* _Supplied material_
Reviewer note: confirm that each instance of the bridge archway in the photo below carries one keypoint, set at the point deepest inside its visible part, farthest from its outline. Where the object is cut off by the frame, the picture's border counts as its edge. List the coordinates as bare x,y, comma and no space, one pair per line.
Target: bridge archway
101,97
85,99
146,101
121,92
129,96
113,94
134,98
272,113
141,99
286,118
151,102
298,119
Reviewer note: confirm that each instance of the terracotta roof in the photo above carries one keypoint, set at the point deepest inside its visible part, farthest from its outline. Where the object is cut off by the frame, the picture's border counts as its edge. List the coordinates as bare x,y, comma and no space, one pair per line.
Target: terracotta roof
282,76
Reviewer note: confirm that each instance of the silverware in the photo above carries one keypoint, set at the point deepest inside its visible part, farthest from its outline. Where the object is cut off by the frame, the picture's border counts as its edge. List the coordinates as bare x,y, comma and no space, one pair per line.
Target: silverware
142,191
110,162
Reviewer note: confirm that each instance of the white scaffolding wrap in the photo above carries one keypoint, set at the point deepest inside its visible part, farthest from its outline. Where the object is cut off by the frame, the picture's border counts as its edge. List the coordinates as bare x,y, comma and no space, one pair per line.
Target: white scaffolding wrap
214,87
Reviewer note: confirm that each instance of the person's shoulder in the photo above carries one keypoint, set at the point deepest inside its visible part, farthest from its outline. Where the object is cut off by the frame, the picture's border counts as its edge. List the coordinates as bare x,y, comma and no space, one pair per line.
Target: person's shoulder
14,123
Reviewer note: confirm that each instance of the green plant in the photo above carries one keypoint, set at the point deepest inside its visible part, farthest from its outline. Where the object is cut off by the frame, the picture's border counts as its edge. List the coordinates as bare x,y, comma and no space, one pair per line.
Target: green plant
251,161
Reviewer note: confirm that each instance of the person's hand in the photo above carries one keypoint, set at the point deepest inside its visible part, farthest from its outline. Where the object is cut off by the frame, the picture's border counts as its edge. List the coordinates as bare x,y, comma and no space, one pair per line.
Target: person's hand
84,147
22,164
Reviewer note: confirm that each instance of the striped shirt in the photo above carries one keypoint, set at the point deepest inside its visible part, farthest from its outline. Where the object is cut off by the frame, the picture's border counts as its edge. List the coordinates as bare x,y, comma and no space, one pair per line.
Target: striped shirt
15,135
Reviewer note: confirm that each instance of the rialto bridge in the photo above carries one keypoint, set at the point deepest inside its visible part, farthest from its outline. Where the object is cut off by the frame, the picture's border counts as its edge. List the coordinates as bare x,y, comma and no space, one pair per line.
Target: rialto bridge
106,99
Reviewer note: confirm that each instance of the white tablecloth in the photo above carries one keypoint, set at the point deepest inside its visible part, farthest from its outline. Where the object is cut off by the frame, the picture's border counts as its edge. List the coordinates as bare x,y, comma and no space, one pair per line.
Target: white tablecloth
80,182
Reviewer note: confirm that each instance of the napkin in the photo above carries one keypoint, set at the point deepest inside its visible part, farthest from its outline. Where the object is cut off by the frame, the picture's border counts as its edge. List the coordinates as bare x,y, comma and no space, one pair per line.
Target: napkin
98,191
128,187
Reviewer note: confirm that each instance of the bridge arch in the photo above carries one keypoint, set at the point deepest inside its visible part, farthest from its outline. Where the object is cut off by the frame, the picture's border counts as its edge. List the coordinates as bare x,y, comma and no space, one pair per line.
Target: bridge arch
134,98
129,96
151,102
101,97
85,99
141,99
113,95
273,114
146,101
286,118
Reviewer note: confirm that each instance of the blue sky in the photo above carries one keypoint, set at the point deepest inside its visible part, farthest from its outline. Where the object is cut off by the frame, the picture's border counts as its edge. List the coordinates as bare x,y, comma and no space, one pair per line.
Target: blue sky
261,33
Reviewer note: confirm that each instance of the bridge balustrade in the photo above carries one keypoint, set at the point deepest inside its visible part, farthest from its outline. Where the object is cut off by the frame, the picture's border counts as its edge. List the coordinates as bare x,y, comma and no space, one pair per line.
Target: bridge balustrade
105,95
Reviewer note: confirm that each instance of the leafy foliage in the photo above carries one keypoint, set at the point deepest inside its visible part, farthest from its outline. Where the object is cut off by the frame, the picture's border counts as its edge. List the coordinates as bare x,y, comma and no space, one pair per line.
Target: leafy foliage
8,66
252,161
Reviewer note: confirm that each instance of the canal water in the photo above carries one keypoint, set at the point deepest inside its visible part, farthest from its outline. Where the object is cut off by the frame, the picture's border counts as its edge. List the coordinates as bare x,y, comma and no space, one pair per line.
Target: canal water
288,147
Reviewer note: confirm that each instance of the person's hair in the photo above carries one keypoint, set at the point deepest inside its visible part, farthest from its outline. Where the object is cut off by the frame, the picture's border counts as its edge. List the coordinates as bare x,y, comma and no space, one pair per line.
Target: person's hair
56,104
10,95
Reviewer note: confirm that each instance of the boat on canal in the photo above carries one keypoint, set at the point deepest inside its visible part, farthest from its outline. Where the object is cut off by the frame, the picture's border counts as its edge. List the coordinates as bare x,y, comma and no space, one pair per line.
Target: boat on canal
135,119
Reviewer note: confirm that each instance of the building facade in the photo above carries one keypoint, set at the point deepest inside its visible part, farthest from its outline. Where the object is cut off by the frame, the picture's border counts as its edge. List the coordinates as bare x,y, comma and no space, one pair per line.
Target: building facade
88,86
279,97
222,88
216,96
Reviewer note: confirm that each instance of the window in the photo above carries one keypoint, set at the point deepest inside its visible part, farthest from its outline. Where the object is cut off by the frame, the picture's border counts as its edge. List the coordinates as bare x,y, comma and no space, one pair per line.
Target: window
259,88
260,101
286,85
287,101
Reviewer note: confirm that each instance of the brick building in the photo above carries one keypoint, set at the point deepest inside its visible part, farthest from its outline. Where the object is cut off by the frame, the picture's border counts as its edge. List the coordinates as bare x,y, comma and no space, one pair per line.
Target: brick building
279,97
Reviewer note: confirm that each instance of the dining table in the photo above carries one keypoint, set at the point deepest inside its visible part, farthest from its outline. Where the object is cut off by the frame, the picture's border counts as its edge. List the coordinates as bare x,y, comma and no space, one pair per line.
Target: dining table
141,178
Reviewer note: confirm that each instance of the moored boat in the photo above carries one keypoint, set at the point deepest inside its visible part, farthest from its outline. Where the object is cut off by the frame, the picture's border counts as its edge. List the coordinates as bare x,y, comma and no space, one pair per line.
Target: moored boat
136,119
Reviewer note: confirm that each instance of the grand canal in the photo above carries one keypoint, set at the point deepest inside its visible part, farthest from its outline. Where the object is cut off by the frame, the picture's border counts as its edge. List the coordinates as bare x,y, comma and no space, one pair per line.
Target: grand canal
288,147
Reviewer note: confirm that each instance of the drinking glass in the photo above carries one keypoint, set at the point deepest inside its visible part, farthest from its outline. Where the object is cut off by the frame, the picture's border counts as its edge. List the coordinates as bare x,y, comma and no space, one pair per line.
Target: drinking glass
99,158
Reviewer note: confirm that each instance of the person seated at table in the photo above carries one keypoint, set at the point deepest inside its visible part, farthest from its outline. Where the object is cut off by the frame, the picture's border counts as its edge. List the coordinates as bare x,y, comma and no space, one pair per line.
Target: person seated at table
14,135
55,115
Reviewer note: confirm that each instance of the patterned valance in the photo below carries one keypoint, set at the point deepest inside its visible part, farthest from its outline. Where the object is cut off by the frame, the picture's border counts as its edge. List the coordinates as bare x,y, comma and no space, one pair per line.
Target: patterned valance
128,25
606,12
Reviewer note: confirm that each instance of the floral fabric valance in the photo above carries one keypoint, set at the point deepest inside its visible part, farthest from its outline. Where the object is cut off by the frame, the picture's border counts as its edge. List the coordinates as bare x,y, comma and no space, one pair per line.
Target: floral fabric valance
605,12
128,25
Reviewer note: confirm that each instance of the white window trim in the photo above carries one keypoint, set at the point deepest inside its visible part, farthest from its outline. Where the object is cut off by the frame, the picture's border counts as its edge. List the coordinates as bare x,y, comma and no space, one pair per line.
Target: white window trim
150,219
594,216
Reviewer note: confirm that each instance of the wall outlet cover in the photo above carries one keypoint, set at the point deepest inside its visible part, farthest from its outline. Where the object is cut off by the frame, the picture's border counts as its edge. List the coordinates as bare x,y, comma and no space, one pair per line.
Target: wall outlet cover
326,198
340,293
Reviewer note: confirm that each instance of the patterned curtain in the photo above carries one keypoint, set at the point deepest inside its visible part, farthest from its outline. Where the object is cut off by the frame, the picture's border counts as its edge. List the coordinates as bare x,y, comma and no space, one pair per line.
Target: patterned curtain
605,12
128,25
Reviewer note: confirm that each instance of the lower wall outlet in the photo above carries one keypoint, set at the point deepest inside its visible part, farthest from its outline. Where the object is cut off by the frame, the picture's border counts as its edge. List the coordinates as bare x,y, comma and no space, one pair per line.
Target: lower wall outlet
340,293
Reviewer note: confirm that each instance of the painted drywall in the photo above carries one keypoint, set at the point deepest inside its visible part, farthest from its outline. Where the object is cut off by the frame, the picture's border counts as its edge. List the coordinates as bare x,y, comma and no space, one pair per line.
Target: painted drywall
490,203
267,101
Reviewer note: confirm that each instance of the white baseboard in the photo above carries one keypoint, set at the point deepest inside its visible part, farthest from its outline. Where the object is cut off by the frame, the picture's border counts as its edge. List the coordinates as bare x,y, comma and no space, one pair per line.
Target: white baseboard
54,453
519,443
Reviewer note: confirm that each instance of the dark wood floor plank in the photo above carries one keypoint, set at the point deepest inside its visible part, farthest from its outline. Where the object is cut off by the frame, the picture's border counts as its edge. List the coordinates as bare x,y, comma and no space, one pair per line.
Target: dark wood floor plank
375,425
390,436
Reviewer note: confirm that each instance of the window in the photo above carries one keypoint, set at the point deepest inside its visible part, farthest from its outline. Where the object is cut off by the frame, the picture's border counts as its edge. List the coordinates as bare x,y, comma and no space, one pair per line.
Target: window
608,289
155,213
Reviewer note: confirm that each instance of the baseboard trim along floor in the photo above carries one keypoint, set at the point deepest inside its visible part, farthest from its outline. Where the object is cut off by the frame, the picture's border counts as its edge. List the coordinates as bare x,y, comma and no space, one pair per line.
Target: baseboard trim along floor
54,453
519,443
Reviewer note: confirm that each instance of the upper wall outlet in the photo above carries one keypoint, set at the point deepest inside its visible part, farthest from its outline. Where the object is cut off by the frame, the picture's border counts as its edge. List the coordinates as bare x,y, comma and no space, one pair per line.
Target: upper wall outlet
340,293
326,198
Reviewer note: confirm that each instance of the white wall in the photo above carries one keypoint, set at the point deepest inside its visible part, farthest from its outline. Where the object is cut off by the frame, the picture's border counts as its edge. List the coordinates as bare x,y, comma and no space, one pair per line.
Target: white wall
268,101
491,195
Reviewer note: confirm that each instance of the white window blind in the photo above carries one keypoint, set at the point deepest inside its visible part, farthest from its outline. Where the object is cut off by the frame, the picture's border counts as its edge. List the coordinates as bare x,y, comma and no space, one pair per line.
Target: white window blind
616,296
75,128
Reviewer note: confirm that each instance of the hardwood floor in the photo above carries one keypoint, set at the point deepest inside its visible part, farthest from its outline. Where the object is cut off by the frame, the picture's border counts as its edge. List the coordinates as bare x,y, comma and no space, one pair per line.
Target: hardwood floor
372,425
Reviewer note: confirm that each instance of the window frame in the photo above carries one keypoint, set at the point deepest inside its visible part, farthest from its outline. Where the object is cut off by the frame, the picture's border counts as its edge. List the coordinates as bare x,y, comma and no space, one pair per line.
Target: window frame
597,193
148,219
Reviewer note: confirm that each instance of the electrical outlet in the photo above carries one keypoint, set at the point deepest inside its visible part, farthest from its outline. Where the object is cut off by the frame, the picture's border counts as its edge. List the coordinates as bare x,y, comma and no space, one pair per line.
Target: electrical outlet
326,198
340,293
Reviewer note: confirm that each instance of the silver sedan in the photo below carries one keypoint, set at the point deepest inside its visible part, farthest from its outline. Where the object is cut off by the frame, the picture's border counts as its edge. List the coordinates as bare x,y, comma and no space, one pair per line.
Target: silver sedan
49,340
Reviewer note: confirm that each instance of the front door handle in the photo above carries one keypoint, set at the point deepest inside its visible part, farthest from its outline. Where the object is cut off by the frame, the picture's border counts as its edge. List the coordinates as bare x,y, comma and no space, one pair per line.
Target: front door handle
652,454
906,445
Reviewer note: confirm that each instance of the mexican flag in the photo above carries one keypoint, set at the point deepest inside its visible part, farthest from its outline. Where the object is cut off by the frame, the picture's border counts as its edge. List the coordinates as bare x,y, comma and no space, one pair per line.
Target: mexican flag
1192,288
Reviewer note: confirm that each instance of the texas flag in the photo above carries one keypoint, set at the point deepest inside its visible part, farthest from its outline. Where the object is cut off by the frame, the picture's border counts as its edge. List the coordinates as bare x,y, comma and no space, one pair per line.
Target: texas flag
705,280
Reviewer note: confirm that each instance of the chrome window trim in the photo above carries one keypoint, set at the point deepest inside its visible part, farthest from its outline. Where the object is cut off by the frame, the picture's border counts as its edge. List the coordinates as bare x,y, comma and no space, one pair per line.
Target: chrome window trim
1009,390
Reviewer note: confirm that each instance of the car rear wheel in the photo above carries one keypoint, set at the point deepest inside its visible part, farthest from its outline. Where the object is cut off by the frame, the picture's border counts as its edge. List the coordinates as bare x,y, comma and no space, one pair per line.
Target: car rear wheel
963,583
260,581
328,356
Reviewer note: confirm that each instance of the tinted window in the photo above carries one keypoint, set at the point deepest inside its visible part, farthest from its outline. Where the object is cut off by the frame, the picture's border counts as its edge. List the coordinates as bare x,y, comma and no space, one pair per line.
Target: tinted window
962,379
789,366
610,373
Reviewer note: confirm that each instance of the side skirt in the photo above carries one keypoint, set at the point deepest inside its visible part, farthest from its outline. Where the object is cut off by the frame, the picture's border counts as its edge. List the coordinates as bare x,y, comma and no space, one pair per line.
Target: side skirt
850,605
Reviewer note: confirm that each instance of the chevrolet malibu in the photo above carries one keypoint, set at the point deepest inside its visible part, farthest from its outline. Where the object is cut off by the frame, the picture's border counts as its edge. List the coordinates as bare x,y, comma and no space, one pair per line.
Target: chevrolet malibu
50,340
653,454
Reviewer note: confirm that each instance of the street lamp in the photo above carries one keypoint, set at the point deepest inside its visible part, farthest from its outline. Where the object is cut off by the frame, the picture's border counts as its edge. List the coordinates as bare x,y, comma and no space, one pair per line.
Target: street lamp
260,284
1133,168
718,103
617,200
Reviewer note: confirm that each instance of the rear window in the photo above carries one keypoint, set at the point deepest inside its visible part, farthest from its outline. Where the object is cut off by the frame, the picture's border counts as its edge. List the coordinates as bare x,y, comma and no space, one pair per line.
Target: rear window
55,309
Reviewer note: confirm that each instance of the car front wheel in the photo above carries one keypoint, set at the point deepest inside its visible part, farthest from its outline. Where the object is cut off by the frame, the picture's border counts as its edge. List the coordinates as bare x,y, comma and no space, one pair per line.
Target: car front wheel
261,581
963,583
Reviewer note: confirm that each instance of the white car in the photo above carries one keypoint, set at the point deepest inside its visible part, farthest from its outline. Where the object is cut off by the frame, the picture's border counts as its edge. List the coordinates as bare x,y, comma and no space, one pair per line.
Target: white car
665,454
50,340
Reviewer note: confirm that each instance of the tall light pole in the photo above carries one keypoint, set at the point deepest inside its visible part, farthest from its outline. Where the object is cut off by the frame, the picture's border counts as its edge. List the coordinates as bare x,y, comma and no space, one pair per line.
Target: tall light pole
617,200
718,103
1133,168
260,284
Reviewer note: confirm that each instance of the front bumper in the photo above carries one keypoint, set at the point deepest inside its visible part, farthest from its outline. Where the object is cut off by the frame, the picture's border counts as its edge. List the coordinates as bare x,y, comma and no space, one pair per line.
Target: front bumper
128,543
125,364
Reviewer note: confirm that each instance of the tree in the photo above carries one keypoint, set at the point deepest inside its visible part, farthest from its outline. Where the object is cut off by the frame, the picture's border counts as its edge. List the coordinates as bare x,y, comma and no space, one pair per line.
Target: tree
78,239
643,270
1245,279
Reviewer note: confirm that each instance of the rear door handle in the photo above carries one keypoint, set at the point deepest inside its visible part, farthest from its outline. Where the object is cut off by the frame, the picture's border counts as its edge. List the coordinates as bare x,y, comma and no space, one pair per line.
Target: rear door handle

* _Task instructions_
Where a line of the records includes "below", copy it.

* _Problem solution_
Reviewer note: confirm that each instance of the bridge archway in the photo below carries one keypoint, set at the point deepest inside its visible part, farthest from its outline. Where the object is cut off by the frame, the picture's border counts as its edge. List the coordinates as bare x,y, comma and no space, one pair per line.
Reviewer note: confirm that each instance of the patterned valance in the photo below carries one keypoint, set at the point deepest inside its visible part, farthest from its outline. Where the object is cut off by the frame, the picture's border counts as its edge. List the coordinates as bare x,y, comma and no space, one pair per line.
Reviewer note: confirm that each instance of the silver sedan in the photo below carries one keypoint, set at the point deepest inside its visible part, farthest from its outline. Where the object is cut off by the frame, the picture's border counts as its edge. List the coordinates as bare x,y, comma and no space, one pair per line.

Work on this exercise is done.